## BEGIN Dataset records
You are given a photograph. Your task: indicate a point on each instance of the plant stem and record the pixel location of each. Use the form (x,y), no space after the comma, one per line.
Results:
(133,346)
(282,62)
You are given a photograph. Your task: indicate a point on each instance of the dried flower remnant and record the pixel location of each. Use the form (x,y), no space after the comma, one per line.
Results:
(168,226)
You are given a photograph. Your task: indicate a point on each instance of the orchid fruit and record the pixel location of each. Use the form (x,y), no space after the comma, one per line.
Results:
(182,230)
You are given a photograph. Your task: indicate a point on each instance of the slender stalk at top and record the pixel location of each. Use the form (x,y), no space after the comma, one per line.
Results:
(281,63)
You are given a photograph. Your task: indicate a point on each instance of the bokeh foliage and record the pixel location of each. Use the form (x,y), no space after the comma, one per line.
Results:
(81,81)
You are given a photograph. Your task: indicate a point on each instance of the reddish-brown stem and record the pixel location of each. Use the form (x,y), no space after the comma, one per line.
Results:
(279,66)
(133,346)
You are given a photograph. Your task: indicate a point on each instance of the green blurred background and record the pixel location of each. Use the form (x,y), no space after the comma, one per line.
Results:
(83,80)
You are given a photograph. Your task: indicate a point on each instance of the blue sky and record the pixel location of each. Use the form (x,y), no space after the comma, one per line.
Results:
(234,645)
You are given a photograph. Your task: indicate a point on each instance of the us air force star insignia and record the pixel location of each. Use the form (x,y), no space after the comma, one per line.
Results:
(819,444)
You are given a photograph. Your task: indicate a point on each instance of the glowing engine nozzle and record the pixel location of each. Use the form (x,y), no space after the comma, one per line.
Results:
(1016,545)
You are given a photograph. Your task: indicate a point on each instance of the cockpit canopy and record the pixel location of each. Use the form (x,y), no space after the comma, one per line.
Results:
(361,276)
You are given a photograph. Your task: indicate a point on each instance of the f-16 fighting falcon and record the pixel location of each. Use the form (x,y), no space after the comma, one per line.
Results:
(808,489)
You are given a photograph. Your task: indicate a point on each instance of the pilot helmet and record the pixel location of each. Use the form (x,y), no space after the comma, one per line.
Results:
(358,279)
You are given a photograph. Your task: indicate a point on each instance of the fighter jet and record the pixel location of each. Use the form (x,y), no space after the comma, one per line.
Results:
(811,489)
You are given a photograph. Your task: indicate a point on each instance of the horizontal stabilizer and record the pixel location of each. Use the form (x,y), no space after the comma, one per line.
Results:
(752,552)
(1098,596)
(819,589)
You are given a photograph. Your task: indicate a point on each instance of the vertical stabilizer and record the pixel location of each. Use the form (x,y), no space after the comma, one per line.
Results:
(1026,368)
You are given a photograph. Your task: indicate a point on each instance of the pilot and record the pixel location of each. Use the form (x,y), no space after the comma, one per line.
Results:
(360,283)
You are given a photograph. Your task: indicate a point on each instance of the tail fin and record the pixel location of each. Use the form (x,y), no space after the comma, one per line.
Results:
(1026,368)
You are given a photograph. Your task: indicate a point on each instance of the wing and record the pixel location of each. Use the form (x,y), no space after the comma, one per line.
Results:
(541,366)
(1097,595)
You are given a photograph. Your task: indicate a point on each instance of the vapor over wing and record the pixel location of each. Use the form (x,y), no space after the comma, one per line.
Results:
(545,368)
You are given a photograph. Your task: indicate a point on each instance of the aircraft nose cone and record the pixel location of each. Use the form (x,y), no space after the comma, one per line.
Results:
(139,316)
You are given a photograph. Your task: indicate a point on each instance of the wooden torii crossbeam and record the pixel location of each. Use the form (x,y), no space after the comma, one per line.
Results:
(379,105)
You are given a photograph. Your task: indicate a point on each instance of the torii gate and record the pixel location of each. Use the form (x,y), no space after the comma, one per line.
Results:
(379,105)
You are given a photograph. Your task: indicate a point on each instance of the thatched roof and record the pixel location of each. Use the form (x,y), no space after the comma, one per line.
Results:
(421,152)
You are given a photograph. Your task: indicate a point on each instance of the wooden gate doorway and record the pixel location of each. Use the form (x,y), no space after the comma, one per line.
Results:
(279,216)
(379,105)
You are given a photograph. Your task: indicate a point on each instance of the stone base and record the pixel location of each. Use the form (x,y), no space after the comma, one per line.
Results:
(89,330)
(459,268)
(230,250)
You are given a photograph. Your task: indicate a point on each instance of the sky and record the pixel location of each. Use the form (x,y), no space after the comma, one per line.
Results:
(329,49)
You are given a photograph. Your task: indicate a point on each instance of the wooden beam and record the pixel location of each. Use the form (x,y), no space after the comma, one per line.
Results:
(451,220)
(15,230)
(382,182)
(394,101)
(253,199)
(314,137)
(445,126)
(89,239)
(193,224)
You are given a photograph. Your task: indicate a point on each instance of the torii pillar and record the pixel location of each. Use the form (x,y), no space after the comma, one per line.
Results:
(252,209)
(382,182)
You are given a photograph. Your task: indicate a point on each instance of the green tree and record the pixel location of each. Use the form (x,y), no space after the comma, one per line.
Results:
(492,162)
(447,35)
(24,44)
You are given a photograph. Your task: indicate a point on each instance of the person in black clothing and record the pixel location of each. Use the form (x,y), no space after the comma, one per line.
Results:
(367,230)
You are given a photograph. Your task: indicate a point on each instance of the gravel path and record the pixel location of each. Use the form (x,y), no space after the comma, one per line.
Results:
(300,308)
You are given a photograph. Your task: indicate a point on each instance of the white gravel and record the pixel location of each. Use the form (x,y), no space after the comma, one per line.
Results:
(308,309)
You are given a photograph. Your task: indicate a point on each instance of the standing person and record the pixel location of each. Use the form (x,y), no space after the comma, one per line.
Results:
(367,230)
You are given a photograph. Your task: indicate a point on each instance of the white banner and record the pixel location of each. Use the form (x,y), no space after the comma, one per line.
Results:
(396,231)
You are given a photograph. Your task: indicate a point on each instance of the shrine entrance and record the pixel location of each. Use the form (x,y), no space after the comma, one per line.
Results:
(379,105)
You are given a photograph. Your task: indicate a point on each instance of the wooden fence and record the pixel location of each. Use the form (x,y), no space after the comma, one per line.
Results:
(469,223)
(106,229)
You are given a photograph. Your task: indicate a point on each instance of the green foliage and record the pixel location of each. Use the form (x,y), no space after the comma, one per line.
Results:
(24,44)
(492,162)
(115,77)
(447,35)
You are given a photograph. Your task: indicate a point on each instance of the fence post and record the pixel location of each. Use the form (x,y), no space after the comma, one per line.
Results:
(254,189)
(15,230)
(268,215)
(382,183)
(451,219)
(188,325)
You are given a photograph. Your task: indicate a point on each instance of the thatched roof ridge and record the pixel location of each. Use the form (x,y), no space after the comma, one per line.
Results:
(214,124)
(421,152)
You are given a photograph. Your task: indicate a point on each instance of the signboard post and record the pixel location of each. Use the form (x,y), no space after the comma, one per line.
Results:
## END Dataset records
Aim:
Return every line from the one holding "the wooden fence" through the end of the data, exactly as it appears, with both ends kept and nothing else.

Answer to this problem:
You are given a photograph. Your task: indicate a point on each instance of the wooden fence and record the pixel location of each. Use the form (x,y), no space after the comma, one per line.
Results:
(469,223)
(106,229)
You are given a photograph. Your task: indicate a point on each instance of the green foliage and record the pixel location of each. Use the form (x,y), no space after the comma, one per line.
Results:
(24,44)
(492,162)
(115,77)
(447,35)
You are given a photograph. Your task: indicate a point on each instance of the fence post and record the pixel location of each. Use the form (x,y), no space after the comma, one per line.
Results:
(254,189)
(15,230)
(268,215)
(382,183)
(451,219)
(188,325)
You are given a photograph. Your task: indicate a point on each instance of the thatched roof ridge and record the pixel location of each. Use the form (x,y), no space after the comma, one per line.
Results:
(214,124)
(421,152)
You are given a photograph. Your task: indicate a point on each instance of the signboard post and record the pixel location of each. Use the form (x,y), no space after the comma, one per line.
Results:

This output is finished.